-- Opening Marker --
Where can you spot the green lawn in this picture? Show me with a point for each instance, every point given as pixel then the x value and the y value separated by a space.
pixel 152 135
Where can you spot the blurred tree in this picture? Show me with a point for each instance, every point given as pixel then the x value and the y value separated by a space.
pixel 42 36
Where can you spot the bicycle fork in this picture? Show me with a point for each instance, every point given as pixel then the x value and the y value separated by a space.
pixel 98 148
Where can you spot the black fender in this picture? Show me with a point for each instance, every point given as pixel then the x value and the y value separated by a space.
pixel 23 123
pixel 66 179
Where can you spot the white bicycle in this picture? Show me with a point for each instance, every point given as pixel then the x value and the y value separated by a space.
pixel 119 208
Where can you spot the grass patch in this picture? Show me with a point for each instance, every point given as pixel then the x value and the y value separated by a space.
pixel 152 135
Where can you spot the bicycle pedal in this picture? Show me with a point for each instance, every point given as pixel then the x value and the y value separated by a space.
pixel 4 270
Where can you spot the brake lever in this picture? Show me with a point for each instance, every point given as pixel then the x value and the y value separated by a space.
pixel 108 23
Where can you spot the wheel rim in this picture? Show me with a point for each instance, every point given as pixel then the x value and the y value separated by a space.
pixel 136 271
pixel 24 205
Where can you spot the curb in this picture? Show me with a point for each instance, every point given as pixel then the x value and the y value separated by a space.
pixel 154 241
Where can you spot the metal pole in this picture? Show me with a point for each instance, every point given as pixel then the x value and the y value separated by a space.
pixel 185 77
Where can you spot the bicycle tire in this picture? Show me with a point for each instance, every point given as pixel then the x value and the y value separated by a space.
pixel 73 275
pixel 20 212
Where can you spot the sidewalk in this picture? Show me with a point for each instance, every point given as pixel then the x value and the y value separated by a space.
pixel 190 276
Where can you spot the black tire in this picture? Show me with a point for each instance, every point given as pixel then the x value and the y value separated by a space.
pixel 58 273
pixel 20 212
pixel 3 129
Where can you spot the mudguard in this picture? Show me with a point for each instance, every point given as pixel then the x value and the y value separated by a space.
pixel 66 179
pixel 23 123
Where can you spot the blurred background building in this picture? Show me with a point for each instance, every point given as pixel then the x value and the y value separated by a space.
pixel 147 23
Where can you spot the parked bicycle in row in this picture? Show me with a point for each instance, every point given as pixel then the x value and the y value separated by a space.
-- Closing Marker --
* [YOUR ASSIGNMENT]: Write out exactly the lines starting with the one that holds "Where can you spot the mudguard" and running through the last line above.

* [SOLUTION TO THIS PROBLEM]:
Where can you spot the mudguard in this picture? Show me with a point for each instance, every point given as pixel then the x value and the y value separated by a space.
pixel 66 179
pixel 23 123
Where can you spot the blurred background building in this picture? Show me with a point for each instance, every point given as pixel then the x value and the y value separated by a space.
pixel 147 23
Where can you spot the parked bicycle in row in this picture? Show me with a point for each instance, every point given as pixel then the x value and the y value separated by a space.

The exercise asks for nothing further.